— ARBEITSAUFTRAG —
Führe die Forumsdiskussion über Ersatzteile für Shimano-Rollen im Anschluss an ihren letzten Satz weiter.

— SEITE —
>>>>
# Ersatzteile für Shimano Rolle



## MaikP (20. Oktober 2010)

Habe im Sommer meine 3Jahre alte Shimano Fireblood Rolle versenkt und ordentlich versandet.
Daraufhin habe ich beim Verkäufer "Angler Shop Brüggen" angerufen und um Zusendung von 3 Kleinteilen gebeten.
Die tolle Antwort dort war, man könne die Rolle nicht selbst zerlegen,Sie würden die Rolle einschicken und ich solle 70€ vorab bezahlen und im übrigen könne ich mich auch selbst an ein Shimano-Service Center wenden.Die Adressen würde ich im Internet finden.Super Laden|gr:
Also die Teile beim eingetragenen "Shimano Service Center Händler " Mitte August bestellt.
Nun ja, angeblich gibt es Lieferprobleme. Ich warte bis heute.
Habe ich mal wieder die 2 besten Händler erwischt oder gibt es diese Probleme bei Shimano öfter?
Ich bitte mal um Erfahrungsberichte.Danke!
Ach so, die Rolle läuft schon wieder mit E-teilen aus dem Metallfachhandel.
Grüße MaikP


----------



## C.K. (20. Oktober 2010)

*AW: Ersatzteile für Shimano Rolle*



> gibt es diese Probleme bei Shimano öfter



Total normal! Teures Produkt, leider kaum Kundenservice.


----------



## Frostbeule (20. Oktober 2010)

*AW: Ersatzteile für Shimano Rolle*

Hallo, also ich habe im Raum HH mit HAV-Shimano in Braak (bei Barsbüttel) super Erfahrungen gemacht. Sehr netter Service und es waren sogar diverse Ersatzteile für meine alten Twin Power F - Rollen vorrätig. Lieferzeiten für Ersatzteile waren auch recht zügig, ich glaube die bieten auch einen Reparaturservice an. www.HAV-shimano.de

Gruß


----------



## wobbler michi (21. Oktober 2010)

*AW: Ersatzteile für Shimano Rolle*

Also wenn ich Teile bestellt habe , dann kamen die auch recht zügig ran.(Geschäft in HH-Rahlstedt, glaube Martin Angelcenter)
<<<<
— VORLIEGENDE ANGABEN —
>>>>
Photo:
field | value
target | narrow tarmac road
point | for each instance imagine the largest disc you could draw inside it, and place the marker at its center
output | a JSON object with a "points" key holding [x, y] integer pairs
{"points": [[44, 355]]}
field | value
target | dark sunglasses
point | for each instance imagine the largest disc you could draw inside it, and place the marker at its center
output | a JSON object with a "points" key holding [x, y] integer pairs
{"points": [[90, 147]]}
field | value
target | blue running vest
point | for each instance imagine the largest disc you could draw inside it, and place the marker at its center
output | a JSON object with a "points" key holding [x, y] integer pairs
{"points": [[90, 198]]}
<<<<
— ERGEBNIS —
----------



## Ullov Löns (21. Oktober 2010)

*AW: Ersatzteile für Shimano Rolle*

Beim Angelshop Brüggen sind die oft bemerkenswert unfreundlich. Ich wollte mir dort mal eine Fliegenrute anschauen und fühlte mich als Kunde eher störend. 

Ich habe auch sehr gute Erfahrungen mit HAV gemacht. 

Freundlich, korrekt und einigermaßen flott.


----------



## Wassermännchen (21. Oktober 2010)

*AW: Ersatzteile für Shimano Rolle*

Schau mal hier:http://www.kalles-angelshop.de/
die sind immer nett und Hilfsbereit.


----------



## Udo561 (21. Oktober 2010)

*AW: Ersatzteile für Shimano Rolle*

Hi,
dann hatte ich wohl Glück.
Ich benötigte einen neuen Rollenbügel für meine Technium.
Mein Händler ( Bode in Frechen ) hatte diesen nicht auf Lager , hatte ihn aber in meinem Beisein direkt telefonisch bestellt.
Nach 3 Tagen bekam ich einen Anruf das der Rollenbügel da sei , Einbau war kostenlos.
Gruß Udo


----------



## C.K. (21. Oktober 2010)

*AW: Ersatzteile für Shimano Rolle*

Wenn ich das so lese, scheint Shimano ja etwas am Kundenservice getan zu haben. Vor ca. 5 Jahren war das eine Seuche! Keiner konnte liefern eine verloren gegangene Kurbel habe ich dann in Japan bestellen müssen.


----------



## Allround-Angler (22. Oktober 2010)

*AW: Ersatzteile für Shimano Rolle*

Guck mal hier:

http://www.anglerboard.de/board/showthread.php?t=146410


----------



## MaikP (22. Oktober 2010)

*AW: Ersatzteile für Shimano Rolle*

Danke für die Antworten.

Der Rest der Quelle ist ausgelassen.